WORK INSTRUCTIONS: Transcribe all of the data, leaving nothing out and changing nothing.

Natural-language object grounding data:

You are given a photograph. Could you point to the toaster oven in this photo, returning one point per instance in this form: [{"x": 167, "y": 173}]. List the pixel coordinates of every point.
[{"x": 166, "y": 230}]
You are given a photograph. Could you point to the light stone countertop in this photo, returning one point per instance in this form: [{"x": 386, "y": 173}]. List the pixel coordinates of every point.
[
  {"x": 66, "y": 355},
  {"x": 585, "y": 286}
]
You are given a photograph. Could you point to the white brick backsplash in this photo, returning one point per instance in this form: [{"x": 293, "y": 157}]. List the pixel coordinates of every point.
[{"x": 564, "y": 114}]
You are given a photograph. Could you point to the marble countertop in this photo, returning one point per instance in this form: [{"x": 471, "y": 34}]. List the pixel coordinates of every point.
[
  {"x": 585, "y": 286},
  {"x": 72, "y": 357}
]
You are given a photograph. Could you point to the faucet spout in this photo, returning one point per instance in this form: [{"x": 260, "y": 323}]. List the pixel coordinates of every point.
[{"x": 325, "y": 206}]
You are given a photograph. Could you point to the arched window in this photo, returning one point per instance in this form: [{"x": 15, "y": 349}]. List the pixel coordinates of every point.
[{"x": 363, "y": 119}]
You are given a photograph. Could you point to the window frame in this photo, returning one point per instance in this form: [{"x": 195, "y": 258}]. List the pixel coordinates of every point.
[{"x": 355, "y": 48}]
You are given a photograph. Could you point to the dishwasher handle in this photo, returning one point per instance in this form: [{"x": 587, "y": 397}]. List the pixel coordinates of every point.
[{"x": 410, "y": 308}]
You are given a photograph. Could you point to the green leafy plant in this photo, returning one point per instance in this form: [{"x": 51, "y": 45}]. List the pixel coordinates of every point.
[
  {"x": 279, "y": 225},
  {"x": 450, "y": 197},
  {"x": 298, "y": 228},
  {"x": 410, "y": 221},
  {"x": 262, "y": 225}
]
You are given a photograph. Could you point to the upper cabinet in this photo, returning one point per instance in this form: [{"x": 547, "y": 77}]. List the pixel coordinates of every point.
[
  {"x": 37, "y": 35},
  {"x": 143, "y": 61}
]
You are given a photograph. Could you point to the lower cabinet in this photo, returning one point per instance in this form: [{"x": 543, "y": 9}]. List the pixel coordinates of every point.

TASK RESULT:
You are given a photograph. Could you point to the toaster oven in this photo, returning one point per instance in this form: [{"x": 167, "y": 173}]. List the pixel coordinates of every point.
[{"x": 166, "y": 230}]
You are given a photograph. Could you point to the light stone countertop in this photo, returning one point per instance in this form: [{"x": 386, "y": 173}]. List the pixel coordinates of every point.
[
  {"x": 66, "y": 355},
  {"x": 585, "y": 286}
]
You are given a photograph. Could you point to the white brick backsplash in this photo, returning one point per instance in this form: [{"x": 293, "y": 157}]. List the pixel coordinates of every point.
[{"x": 564, "y": 114}]
You are given a photograph. Could you point to the marble countertop in this photo, returning one point per instance in this form: [{"x": 471, "y": 34}]. List the pixel coordinates of every point.
[
  {"x": 585, "y": 286},
  {"x": 72, "y": 357}
]
You are given a photograph. Could you point to the faucet spout in this photo, returning one point per instance in this form: [{"x": 260, "y": 323}]. List the pixel coordinates of every point.
[{"x": 325, "y": 206}]
You are given a photograph. Could you point to the arched window in this photo, returning one point per instance in this form: [{"x": 15, "y": 349}]. List the pixel coordinates of every point.
[{"x": 363, "y": 119}]
You are given a photograph. Could you point to the window frame in this photo, returning one point per instance in this form: [{"x": 195, "y": 258}]. List the pixel coordinates of every point.
[{"x": 355, "y": 48}]
You are given a photograph. Could you point to the dishwasher handle in this photo, returning one point per instance in this form: [{"x": 587, "y": 397}]. List the pixel coordinates of every point.
[{"x": 410, "y": 308}]
You are given a photograph. Could you point to the green leafy plant in this photo, returning one point per instance in this form: [{"x": 51, "y": 45}]. List the pixel coordinates of every point.
[
  {"x": 279, "y": 225},
  {"x": 450, "y": 197},
  {"x": 298, "y": 228},
  {"x": 410, "y": 221},
  {"x": 262, "y": 225}
]
You are given a photograph. Could you point to the upper cabinet in this photo, returning one point per instance in this form: [{"x": 547, "y": 77}]. List the pixel coordinates of every point.
[
  {"x": 37, "y": 35},
  {"x": 143, "y": 61}
]
You are given a photograph. Could you point to the lower cabinet in this photo, returning one point per instance in this form: [{"x": 543, "y": 9}]. List the pixel coordinates of every point.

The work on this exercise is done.